# Your task
Reproduce the stretch of the data from its start through the line containing "POLYGON ((11 89, 0", swapping each "outline" for "boundary" and leaving everything else unchanged.

::::

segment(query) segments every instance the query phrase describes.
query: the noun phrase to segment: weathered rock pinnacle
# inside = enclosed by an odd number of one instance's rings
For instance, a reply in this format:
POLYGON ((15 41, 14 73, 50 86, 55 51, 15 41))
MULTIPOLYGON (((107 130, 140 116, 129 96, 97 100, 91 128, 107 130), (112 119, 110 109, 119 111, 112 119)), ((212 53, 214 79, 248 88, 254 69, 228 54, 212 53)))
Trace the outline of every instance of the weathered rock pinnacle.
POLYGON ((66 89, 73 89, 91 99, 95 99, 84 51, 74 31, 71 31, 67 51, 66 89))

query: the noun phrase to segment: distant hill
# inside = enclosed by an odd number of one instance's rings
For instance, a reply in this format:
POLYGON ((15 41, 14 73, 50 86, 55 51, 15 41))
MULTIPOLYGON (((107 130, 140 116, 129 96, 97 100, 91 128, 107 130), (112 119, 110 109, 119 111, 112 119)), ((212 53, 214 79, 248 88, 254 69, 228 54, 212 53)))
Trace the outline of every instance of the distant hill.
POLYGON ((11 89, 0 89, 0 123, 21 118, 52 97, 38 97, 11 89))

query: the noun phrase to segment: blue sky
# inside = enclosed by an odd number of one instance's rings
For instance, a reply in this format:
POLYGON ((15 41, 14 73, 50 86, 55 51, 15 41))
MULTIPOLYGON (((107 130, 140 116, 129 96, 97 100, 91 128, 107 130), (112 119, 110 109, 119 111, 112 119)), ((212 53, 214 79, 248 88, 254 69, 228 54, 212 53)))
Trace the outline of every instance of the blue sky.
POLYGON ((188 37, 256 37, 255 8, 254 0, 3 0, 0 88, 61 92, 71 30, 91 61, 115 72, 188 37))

::::

# Result
segment(query) segments every instance the query phrase describes.
query: the noun phrase to segment: weathered rock pinnacle
# inside = enclosed by an odd number of one instance's rings
For instance, a reply in this format:
POLYGON ((15 41, 14 73, 50 86, 55 51, 15 41))
MULTIPOLYGON (((107 130, 140 116, 129 96, 97 100, 91 128, 107 130), (112 119, 110 109, 119 111, 112 119)), ((212 53, 214 79, 248 88, 254 69, 228 54, 212 53)))
Trace the boundary of every instance of the weathered rock pinnacle.
POLYGON ((66 89, 73 89, 91 99, 95 99, 84 51, 74 31, 71 31, 67 51, 66 89))

query: the noun phrase to segment: distant hill
# inside = enclosed by an odd number of one instance's rings
For instance, a reply in this format:
POLYGON ((15 41, 14 73, 50 86, 55 51, 15 41))
MULTIPOLYGON (((107 130, 140 116, 129 96, 97 100, 91 128, 107 130), (112 119, 110 109, 119 111, 112 119)), ((212 53, 214 79, 248 88, 254 69, 228 54, 212 53)))
Trace the boundary of every instance of the distant hill.
POLYGON ((11 89, 0 89, 0 123, 21 118, 52 97, 38 97, 11 89))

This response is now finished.